#### Set exercise
Transcribe the listing below in its entirety, reproducing every line verbatim and without alteration.

--- BEGIN Records provided ---

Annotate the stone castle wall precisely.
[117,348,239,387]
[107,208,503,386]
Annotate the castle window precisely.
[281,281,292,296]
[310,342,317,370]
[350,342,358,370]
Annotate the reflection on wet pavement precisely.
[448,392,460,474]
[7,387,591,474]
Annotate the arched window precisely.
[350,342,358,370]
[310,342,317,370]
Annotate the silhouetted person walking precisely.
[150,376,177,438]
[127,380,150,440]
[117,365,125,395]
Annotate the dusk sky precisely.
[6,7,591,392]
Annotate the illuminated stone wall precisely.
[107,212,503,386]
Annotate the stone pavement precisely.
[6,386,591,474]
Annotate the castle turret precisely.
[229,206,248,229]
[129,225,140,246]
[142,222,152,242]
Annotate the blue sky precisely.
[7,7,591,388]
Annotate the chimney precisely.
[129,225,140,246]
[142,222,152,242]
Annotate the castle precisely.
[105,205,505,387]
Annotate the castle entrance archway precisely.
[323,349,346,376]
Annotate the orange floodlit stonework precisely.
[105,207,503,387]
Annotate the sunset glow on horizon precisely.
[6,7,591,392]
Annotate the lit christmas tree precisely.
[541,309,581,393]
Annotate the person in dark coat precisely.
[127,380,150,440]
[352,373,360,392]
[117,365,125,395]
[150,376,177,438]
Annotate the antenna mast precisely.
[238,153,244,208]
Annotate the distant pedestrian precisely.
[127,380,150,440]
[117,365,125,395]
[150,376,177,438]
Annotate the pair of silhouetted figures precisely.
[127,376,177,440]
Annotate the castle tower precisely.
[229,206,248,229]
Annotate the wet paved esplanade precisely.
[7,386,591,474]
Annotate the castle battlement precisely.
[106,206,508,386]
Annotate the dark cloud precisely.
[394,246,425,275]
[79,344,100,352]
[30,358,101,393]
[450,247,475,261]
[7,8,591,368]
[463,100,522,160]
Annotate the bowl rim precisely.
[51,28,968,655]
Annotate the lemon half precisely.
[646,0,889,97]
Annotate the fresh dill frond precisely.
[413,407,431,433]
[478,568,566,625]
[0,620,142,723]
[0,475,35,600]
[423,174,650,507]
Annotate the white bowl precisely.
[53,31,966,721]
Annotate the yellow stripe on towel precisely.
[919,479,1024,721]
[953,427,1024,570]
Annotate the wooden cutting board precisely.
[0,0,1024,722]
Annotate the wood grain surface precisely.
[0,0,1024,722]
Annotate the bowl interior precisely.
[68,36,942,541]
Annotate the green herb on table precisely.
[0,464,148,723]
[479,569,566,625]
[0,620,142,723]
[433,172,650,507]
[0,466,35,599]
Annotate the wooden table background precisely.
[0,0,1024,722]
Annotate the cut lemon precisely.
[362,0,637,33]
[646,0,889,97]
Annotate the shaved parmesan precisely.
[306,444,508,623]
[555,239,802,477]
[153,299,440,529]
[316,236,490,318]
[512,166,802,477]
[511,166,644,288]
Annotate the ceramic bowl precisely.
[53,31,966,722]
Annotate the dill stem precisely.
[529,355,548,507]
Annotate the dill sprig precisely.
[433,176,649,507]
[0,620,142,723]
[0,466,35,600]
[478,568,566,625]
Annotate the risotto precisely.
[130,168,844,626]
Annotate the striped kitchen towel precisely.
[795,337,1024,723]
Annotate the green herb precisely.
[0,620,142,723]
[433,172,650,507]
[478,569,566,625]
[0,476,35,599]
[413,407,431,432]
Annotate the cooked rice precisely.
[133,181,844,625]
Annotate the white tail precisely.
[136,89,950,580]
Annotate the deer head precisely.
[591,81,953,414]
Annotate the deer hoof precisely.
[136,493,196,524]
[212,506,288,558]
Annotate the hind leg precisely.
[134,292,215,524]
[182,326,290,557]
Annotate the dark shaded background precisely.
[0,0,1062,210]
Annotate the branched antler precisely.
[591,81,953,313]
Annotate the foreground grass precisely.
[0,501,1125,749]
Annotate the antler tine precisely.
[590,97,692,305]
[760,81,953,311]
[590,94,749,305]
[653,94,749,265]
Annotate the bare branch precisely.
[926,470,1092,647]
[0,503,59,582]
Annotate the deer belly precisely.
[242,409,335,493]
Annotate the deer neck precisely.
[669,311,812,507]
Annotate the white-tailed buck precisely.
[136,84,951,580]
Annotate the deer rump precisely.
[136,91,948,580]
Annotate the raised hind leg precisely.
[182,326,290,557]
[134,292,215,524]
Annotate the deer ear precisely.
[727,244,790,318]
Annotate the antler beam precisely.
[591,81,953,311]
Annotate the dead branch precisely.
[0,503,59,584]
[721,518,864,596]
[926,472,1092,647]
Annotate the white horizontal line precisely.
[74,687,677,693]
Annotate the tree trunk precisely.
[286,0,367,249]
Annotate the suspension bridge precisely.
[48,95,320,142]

--- END Records provided ---

#### Task response
Annotate the stone castle wall precisely.
[117,348,239,387]
[107,208,503,386]
Annotate the castle window precisely.
[281,281,292,296]
[310,342,317,370]
[350,342,358,370]
Annotate the reflection on wet pavement precisely.
[448,392,460,474]
[7,387,591,474]
Annotate the arched window precisely.
[350,342,358,370]
[310,342,317,370]
Annotate the silhouetted person walking precisely.
[150,376,177,438]
[127,380,150,440]
[117,365,125,395]
Annotate the dusk sky precisely.
[6,7,591,392]
Annotate the illuminated stone wall precisely.
[107,212,503,386]
Annotate the stone pavement precisely.
[6,386,591,474]
Annotate the castle turret precisely.
[229,206,248,229]
[129,225,140,246]
[142,222,152,242]
Annotate the blue sky precisely.
[7,7,591,388]
Annotate the chimney precisely.
[129,225,140,246]
[142,222,152,242]
Annotate the castle precisely.
[105,205,505,387]
Annotate the castle entrance archway precisely.
[323,349,346,376]
Annotate the orange floodlit stonework precisely.
[105,207,503,387]
Annotate the sunset glow on horizon precisely.
[6,7,591,392]
Annotate the lit christmas tree precisely.
[541,309,581,393]
Annotate the person in dark coat precisely.
[127,380,150,440]
[352,373,360,392]
[117,365,125,395]
[150,376,177,438]
Annotate the antenna mast precisely.
[238,153,244,208]
Annotate the distant pedestrian precisely.
[127,380,150,440]
[117,365,125,395]
[150,376,177,438]
Annotate the pair of silhouetted figures precisely.
[127,376,177,440]
Annotate the castle tower precisely.
[229,206,248,229]
Annotate the wet paved esplanade precisely.
[7,386,591,474]
Annotate the castle battlement precisely.
[106,206,508,386]
Annotate the dark cloud precisely.
[394,246,425,275]
[79,344,100,352]
[30,358,101,393]
[450,247,475,261]
[7,8,591,368]
[463,100,522,160]
Annotate the bowl rim precisely.
[51,28,968,655]
Annotate the lemon half precisely.
[646,0,889,97]
Annotate the fresh dill frond precisely.
[413,407,431,433]
[478,568,566,625]
[0,620,142,723]
[0,475,35,600]
[423,174,650,507]
Annotate the white bowl precisely.
[53,31,966,721]
Annotate the yellow stripe on towel precisely.
[919,479,1024,721]
[953,427,1024,570]
Annotate the wooden cutting board precisely.
[0,0,1024,722]
Annotate the wood grain surface precisely.
[0,0,1024,722]
Annotate the bowl interior precisely.
[68,36,942,541]
Annotate the green herb on table precisely.
[0,464,148,723]
[479,569,566,625]
[0,620,142,723]
[433,172,650,507]
[0,466,35,599]
Annotate the wooden table background precisely.
[0,0,1024,722]
Annotate the cut lemon precisely.
[362,0,637,33]
[646,0,889,97]
Annotate the shaved parmesan precisely.
[306,444,508,623]
[555,239,802,477]
[153,299,440,529]
[316,236,490,318]
[512,166,802,477]
[511,166,644,288]
Annotate the ceramic bowl precisely.
[53,31,966,722]
Annotate the dill stem precisely.
[529,355,548,507]
Annotate the dill sprig precisely.
[433,176,649,507]
[0,620,142,723]
[0,466,35,600]
[478,568,566,625]
Annotate the risotto precisely.
[130,168,844,626]
Annotate the striped kitchen towel precisely.
[795,337,1024,723]
Annotate the green herb precisely.
[0,620,142,723]
[433,172,650,507]
[478,569,566,625]
[0,476,35,599]
[413,407,431,432]
Annotate the cooked rice precisely.
[133,181,844,625]
Annotate the white tail precisely.
[136,89,950,580]
Annotate the deer head precisely.
[591,81,953,414]
Annotate the deer hoof precisely.
[136,493,196,524]
[212,506,288,558]
Annotate the hind leg precisely.
[134,292,215,524]
[182,326,290,557]
Annotate the dark shaded background precisely.
[0,0,1062,210]
Annotate the branched antler precisely.
[591,81,953,313]
Annotate the foreground grass precisely.
[0,501,1125,749]
Annotate the antler tine precisely.
[590,97,692,305]
[760,81,953,311]
[590,94,749,305]
[653,94,749,265]
Annotate the bare branch precisely.
[926,470,1092,647]
[0,503,59,582]
Annotate the deer belly precisely.
[242,409,335,493]
Annotate the deer neck precisely.
[669,311,812,507]
Annotate the white-tailed buck precisely.
[136,84,951,580]
Annotate the deer rump precisely.
[136,91,948,580]
Annotate the raised hind leg precisely.
[182,326,290,557]
[134,292,215,524]
Annotate the deer ear precisely.
[727,244,790,318]
Annotate the antler beam precisely.
[591,81,953,311]
Annotate the dead branch precisely.
[0,503,59,584]
[721,518,864,596]
[926,472,1092,647]
Annotate the white horizontal line precisely.
[74,687,677,693]
Annotate the tree trunk precisely.
[286,0,367,249]
Annotate the suspension bridge precisely.
[48,95,320,142]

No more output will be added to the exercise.